* WHAT YOU ARE ASKED TO DO *
Pull out each line of the material below that contains the word "bird", and copy every such line in full.

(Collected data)

>> begin

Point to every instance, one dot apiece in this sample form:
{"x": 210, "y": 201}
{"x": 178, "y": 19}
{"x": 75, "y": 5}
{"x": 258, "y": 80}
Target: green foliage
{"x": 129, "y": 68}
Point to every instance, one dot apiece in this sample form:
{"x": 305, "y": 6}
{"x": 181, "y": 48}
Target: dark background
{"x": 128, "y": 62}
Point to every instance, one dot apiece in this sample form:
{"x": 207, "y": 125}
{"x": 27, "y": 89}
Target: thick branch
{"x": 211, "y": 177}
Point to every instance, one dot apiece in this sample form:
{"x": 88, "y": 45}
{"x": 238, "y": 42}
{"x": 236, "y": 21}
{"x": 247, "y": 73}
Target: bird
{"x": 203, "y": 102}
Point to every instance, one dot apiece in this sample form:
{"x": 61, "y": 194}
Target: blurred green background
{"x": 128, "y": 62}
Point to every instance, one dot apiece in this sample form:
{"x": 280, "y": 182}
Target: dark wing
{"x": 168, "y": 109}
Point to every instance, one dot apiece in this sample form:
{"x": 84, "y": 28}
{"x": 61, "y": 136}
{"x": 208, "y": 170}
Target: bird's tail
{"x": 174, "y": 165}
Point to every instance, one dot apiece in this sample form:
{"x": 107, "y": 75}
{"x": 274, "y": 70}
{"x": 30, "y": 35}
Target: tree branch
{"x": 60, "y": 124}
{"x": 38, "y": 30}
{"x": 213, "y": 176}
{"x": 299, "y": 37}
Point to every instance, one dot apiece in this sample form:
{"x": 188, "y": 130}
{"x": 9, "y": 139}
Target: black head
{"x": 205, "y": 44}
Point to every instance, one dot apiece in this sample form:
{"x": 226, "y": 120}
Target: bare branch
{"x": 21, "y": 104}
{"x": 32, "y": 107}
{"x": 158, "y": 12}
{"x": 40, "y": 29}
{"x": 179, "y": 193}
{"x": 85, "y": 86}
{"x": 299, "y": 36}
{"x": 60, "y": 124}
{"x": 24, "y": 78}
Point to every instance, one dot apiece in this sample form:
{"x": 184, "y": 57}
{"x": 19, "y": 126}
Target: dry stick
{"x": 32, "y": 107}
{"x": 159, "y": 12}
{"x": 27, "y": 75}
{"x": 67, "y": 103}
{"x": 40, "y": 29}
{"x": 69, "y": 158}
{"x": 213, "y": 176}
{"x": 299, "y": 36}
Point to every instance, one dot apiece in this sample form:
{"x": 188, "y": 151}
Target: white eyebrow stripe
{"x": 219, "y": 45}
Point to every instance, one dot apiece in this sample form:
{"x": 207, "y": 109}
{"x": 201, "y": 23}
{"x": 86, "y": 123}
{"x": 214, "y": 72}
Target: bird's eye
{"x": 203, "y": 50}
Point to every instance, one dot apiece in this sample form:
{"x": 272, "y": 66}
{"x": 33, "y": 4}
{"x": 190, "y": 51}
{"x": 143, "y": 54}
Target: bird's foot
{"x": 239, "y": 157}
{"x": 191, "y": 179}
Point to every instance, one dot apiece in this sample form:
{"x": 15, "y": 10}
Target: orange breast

>> end

* EXPECTED OUTPUT *
Target: bird
Target: bird's tail
Target: bird's eye
Target: bird's foot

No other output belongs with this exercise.